» Task instructions:
In the records below, locate the line containing "Would you mind marking the tinted"; output that line and every following line through the last, exactly.

Entries from a point annotation set

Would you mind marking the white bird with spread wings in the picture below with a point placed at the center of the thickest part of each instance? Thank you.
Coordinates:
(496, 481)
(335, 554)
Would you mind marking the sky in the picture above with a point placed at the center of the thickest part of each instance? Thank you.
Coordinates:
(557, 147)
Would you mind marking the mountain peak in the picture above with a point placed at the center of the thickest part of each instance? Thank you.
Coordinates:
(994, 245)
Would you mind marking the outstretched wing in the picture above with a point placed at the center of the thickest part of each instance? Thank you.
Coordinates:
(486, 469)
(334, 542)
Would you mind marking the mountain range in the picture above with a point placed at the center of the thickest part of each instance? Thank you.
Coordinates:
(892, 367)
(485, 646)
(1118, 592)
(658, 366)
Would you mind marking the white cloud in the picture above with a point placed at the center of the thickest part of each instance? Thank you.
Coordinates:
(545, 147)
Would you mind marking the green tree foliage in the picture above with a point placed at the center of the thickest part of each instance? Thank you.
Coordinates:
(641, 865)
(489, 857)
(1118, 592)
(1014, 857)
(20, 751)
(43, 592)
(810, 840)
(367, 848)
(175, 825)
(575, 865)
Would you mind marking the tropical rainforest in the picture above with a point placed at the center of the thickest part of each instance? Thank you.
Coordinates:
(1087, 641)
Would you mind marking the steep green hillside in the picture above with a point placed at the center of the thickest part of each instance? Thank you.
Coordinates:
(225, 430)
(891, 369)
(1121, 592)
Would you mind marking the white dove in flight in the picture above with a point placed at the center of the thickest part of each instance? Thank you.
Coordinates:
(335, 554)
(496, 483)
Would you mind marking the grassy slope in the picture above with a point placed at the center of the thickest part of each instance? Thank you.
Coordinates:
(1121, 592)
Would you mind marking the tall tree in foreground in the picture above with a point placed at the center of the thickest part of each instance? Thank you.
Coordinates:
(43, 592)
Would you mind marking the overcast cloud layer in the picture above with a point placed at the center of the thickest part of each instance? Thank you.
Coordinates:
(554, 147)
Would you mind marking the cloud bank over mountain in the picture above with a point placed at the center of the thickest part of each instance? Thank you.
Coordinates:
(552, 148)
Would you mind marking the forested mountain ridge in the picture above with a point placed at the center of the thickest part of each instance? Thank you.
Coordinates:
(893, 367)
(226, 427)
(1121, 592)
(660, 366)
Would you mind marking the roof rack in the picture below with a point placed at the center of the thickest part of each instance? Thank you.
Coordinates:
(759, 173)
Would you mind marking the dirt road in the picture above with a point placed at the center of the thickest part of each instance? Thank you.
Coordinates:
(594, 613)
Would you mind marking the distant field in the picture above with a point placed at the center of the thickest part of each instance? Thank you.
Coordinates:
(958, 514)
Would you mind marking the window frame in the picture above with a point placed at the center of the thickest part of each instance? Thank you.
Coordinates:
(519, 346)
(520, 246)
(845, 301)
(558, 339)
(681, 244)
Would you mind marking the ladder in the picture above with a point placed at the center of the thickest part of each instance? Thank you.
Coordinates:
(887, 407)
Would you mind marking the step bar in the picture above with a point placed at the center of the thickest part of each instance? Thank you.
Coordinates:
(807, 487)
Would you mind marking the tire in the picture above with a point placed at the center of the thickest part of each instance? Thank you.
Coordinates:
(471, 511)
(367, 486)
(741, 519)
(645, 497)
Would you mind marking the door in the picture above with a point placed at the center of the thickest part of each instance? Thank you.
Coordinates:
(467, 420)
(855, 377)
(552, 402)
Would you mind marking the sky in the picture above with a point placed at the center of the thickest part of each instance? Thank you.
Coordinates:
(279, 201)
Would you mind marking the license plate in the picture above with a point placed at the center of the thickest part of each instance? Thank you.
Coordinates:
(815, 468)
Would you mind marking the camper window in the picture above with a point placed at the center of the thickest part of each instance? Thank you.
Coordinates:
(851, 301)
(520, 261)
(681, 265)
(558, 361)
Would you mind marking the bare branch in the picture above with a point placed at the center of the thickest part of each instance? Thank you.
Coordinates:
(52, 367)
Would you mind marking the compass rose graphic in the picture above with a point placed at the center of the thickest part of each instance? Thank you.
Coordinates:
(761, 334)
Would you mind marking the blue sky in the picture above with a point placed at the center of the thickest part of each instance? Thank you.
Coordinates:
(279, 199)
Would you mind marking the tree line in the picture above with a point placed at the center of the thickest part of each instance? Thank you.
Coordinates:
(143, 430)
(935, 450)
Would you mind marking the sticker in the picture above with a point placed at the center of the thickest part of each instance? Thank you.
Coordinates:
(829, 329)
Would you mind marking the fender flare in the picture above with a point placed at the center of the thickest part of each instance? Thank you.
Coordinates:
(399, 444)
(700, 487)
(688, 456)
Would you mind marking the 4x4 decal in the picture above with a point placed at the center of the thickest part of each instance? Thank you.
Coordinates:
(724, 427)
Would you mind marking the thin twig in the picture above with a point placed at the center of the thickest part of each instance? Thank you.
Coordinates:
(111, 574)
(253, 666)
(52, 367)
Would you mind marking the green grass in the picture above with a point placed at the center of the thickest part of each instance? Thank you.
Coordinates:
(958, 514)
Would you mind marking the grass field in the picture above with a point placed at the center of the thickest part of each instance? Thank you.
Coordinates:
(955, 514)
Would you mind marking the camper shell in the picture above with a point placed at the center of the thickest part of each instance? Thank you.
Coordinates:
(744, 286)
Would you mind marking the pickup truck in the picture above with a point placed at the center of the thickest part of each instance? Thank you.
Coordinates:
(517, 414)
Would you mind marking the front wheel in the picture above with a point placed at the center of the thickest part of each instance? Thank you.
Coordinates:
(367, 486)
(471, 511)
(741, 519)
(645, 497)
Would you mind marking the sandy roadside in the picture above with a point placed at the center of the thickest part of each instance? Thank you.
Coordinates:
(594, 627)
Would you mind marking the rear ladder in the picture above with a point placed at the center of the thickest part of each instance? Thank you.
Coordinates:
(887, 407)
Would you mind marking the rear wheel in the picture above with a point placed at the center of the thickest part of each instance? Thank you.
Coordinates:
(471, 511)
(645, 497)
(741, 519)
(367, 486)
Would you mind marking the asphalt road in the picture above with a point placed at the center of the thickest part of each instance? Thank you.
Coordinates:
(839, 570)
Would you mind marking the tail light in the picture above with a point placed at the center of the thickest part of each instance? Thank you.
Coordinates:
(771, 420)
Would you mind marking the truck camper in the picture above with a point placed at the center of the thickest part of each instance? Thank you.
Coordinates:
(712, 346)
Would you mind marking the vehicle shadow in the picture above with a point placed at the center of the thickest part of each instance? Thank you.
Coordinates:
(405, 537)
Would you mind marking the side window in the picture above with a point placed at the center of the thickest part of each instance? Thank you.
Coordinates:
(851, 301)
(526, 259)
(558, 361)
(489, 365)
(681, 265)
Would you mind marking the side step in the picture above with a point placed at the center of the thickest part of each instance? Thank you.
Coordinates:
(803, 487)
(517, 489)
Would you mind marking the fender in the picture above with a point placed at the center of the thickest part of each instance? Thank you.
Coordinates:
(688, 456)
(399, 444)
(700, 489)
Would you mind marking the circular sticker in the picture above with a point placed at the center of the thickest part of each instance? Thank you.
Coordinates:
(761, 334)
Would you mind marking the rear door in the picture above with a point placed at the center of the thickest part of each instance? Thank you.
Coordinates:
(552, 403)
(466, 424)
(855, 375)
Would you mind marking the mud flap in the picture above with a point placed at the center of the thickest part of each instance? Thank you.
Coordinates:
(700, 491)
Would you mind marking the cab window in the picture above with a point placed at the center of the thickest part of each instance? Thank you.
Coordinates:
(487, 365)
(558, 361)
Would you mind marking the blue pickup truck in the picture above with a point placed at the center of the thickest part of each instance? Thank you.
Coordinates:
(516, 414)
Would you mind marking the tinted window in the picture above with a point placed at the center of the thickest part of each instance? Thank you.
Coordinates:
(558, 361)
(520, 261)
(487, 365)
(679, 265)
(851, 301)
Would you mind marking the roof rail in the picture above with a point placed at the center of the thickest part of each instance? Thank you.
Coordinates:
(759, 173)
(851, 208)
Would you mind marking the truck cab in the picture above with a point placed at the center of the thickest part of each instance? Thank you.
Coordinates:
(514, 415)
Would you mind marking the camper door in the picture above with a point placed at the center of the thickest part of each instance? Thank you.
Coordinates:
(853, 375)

» Complete response:
Would you mind marking the tinted window in the picture above with a point placed at the center of the thickest part of each instance? Thank you.
Coordinates:
(558, 361)
(520, 261)
(487, 365)
(679, 265)
(851, 301)
Would you mind marking the roof rail in the picture above with a point placed at the center of the thickest part of each instance? Thank you.
Coordinates:
(759, 173)
(851, 208)
Would you mind marking the truck cab in the picture above with a point placed at the center of the thickest part of each instance? Thank you.
Coordinates:
(514, 415)
Would you mind marking the camper door in the picture above with a point placed at the center of the thickest part of each instance? Thank you.
Coordinates:
(853, 375)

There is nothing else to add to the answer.